DOCUMENT EXCERPT:
## Begin

Public Humanities & Sequential Art

Welcome! My name is Iván Gonzalez-Soto, and I’m a PhD student with the Interdisciplinary Humanities Graduate Group at the University of California, Merced. On this page, you’ll find my recent efforts to communicate humanities research through sequential art. My first community-engaged research project was a comic book about drinking water issues in California’s Central Valley. It’s titled “Thirsty for Change,” and it’s based in a fictional town to represent a prevalent issue amongst rural communities of color in the state. Most importantly, it was published as an open access document through the UC’s eScholarship—you can find it here. My next creative project is a graphic novel adaptation of my dissertation on a twentieth-century social history of southernmost California’s Imperial Valley. I plan to finish that project when I graduate in Spring 2024.

## End

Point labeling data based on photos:
## Begin

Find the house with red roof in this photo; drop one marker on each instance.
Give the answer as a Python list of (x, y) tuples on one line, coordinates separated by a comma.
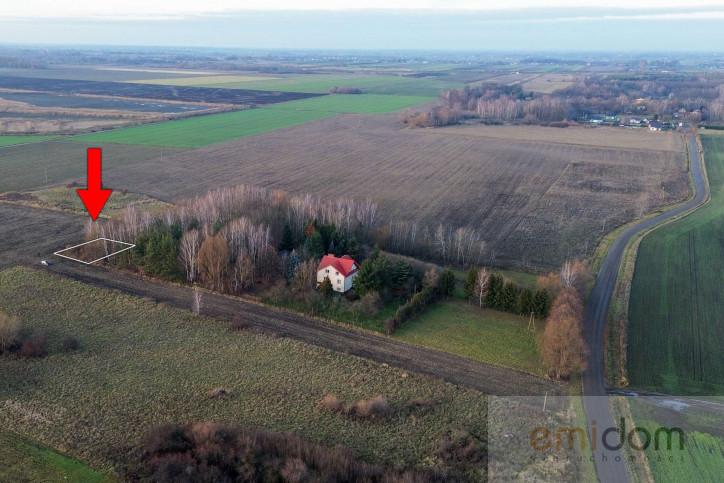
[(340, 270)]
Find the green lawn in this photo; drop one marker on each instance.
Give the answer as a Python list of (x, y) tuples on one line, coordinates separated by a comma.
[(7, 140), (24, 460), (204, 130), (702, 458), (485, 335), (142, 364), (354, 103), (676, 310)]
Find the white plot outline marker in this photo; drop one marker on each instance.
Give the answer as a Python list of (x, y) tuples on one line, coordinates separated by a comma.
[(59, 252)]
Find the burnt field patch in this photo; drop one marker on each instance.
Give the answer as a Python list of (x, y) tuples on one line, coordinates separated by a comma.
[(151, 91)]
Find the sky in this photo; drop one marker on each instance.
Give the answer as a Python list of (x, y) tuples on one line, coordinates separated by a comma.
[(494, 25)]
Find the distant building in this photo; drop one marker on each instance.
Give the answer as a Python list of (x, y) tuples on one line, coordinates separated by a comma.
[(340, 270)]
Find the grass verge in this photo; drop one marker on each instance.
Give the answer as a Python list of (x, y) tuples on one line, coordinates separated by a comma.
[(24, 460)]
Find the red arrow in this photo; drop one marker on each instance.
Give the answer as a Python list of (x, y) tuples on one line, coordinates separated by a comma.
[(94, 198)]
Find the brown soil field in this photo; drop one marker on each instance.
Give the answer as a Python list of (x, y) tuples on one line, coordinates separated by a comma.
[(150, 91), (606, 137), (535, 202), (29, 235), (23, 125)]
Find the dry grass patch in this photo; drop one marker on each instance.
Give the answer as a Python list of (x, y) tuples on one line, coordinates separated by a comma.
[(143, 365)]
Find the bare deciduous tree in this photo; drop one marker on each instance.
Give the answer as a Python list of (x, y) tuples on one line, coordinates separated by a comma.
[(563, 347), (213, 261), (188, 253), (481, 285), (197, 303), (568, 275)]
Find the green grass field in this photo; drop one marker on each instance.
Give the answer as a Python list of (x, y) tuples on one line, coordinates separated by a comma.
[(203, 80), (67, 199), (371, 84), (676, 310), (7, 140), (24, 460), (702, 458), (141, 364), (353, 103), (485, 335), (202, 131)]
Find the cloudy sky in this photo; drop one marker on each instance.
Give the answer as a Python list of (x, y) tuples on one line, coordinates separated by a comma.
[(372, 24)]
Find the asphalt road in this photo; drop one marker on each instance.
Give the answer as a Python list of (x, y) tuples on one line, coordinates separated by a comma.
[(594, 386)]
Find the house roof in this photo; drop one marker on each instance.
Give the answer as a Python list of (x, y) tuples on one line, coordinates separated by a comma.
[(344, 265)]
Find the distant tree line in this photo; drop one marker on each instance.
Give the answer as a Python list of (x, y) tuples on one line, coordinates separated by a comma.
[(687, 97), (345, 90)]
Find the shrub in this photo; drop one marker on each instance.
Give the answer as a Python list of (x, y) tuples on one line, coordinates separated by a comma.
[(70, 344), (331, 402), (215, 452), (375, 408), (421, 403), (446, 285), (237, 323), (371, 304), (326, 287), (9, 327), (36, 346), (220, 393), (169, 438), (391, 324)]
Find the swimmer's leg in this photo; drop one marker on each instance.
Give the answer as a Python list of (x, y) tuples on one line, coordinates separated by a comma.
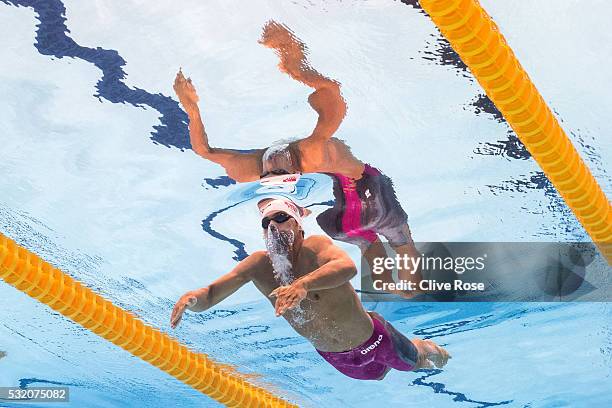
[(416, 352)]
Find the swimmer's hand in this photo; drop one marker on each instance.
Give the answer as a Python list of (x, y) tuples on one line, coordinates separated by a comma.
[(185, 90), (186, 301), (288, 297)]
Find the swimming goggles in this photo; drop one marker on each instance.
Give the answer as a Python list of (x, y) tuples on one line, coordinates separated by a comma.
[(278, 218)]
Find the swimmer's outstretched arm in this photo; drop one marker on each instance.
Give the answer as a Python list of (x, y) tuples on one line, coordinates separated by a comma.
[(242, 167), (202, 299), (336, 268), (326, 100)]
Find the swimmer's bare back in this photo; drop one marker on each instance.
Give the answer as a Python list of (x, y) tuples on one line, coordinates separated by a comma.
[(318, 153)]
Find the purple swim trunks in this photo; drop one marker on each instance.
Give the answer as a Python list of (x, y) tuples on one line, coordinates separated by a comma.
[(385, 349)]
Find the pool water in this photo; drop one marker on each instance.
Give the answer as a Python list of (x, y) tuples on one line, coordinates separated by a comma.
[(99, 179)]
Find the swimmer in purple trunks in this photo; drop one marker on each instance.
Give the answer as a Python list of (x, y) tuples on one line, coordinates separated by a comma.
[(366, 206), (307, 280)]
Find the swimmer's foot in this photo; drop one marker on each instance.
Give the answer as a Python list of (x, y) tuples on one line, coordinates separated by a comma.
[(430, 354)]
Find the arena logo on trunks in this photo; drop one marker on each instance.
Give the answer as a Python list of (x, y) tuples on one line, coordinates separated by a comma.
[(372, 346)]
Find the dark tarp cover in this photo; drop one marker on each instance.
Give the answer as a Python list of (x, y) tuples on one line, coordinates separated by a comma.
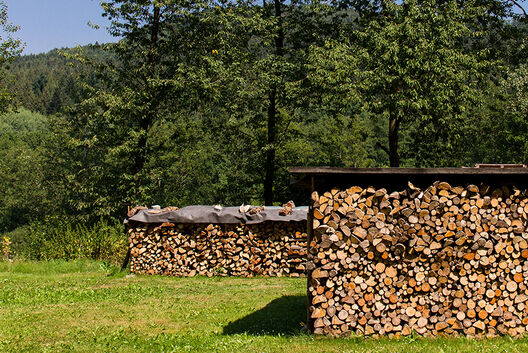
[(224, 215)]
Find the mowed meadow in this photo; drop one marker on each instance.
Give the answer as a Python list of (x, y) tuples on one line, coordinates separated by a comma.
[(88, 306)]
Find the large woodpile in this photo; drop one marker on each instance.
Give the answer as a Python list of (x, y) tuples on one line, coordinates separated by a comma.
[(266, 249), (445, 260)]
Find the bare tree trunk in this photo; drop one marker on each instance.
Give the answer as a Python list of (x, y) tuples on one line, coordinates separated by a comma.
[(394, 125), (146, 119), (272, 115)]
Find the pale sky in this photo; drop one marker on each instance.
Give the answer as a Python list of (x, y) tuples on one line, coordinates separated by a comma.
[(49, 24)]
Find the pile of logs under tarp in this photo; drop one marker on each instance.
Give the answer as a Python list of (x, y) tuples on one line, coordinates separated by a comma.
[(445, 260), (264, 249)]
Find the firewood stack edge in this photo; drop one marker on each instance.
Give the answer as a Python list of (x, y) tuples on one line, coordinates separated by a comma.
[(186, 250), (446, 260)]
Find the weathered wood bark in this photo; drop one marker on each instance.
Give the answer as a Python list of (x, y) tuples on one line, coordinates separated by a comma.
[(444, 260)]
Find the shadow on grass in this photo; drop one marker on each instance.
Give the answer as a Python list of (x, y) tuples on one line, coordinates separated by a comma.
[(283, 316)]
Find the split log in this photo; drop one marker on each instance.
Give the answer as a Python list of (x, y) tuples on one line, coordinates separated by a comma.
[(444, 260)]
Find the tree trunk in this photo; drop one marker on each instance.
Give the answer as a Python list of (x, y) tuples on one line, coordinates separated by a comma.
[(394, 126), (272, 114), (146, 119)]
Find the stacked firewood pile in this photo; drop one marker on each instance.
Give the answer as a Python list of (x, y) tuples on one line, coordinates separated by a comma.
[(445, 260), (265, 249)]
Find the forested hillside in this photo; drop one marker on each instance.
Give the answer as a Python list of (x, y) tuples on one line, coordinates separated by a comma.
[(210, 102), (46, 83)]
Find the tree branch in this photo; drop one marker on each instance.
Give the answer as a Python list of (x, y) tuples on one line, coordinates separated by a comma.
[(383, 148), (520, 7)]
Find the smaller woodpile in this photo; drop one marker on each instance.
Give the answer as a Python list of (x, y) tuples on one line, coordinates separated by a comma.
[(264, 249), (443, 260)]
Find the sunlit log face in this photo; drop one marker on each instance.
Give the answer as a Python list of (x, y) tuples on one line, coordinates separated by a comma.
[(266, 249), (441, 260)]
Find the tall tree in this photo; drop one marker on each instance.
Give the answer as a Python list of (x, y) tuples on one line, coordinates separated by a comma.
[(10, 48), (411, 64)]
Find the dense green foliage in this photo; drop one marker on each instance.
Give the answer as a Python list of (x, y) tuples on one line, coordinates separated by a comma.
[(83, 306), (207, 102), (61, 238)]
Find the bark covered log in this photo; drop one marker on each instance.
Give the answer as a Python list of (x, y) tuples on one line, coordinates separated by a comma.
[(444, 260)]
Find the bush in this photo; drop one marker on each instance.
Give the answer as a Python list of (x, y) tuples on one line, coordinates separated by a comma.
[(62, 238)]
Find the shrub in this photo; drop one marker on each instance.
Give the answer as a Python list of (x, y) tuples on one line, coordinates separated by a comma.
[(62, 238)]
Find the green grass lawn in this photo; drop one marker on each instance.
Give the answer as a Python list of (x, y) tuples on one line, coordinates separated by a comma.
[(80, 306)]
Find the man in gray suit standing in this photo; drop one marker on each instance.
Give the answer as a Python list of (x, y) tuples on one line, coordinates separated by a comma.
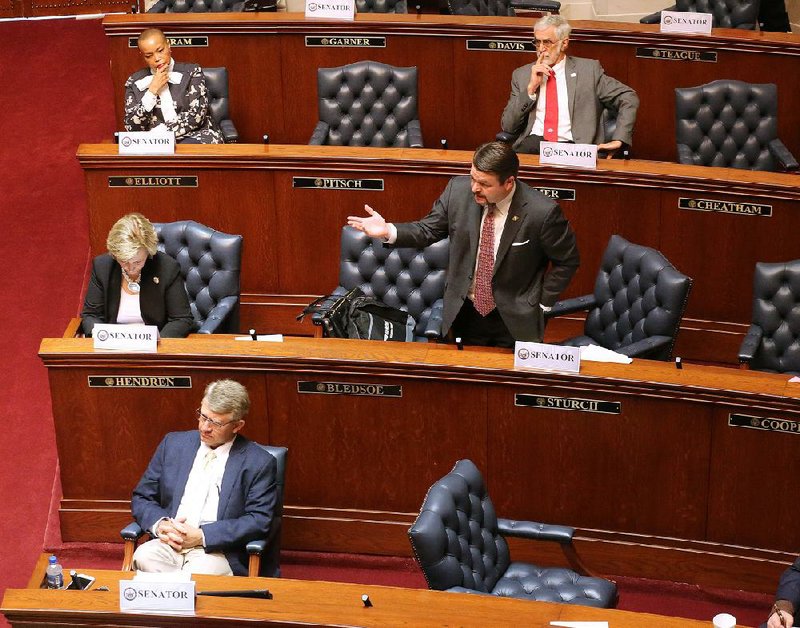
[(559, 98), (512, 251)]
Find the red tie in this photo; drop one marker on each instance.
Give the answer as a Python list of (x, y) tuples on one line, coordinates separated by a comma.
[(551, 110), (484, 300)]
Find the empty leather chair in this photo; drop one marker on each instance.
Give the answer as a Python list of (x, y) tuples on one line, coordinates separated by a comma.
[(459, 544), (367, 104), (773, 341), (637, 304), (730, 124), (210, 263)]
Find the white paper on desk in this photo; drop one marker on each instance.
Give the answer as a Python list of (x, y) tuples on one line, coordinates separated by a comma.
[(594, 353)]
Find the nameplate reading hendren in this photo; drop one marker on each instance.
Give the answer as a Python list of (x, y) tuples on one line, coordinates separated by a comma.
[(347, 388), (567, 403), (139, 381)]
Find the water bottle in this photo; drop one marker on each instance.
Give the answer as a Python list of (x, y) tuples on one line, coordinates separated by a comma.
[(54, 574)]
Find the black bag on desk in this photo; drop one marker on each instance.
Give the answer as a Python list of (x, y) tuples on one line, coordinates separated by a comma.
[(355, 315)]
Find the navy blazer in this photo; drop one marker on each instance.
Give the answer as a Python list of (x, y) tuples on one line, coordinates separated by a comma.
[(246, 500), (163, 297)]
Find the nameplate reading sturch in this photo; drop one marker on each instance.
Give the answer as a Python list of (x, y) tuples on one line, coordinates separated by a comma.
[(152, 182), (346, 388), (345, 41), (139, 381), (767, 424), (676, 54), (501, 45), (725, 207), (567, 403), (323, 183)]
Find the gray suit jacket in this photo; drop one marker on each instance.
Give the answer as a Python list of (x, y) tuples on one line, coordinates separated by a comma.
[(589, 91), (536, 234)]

## End

PROBLEMS:
A - Answer these questions from the page on public humanities and sequential art:
(i) What is the title of the comic book about drinking water issues?
(ii) Through what was that comic book published as an open access document?
(iii) Which region is the subject of the dissertation that the graphic novel will adapt?
B - Output, verbatim, the stretch of the records from the line containing "Find the white plot" through the line containing "[(494, 25)]", with both of those lines included.

ANSWERS:
A -
(i) "Thirsty for Change"
(ii) The UC's eScholarship
(iii) Southernmost California's Imperial Valley

B -
Find the white plot outline marker in this photo; drop one marker on each instance.
Give the answer as a Python list of (x, y) tuples on one line, coordinates separated by a comma.
[(59, 252)]
Find the burnt field patch in this photo; drop one marker on each instance.
Give the answer as a Python list of (x, y) tuples on one line, coordinates separated by a comma.
[(151, 91)]
Find the sky in this photo; drop one marker on each instance.
Give the answer as a Python list of (x, y) tuples on one line, coordinates separated by a comma.
[(494, 25)]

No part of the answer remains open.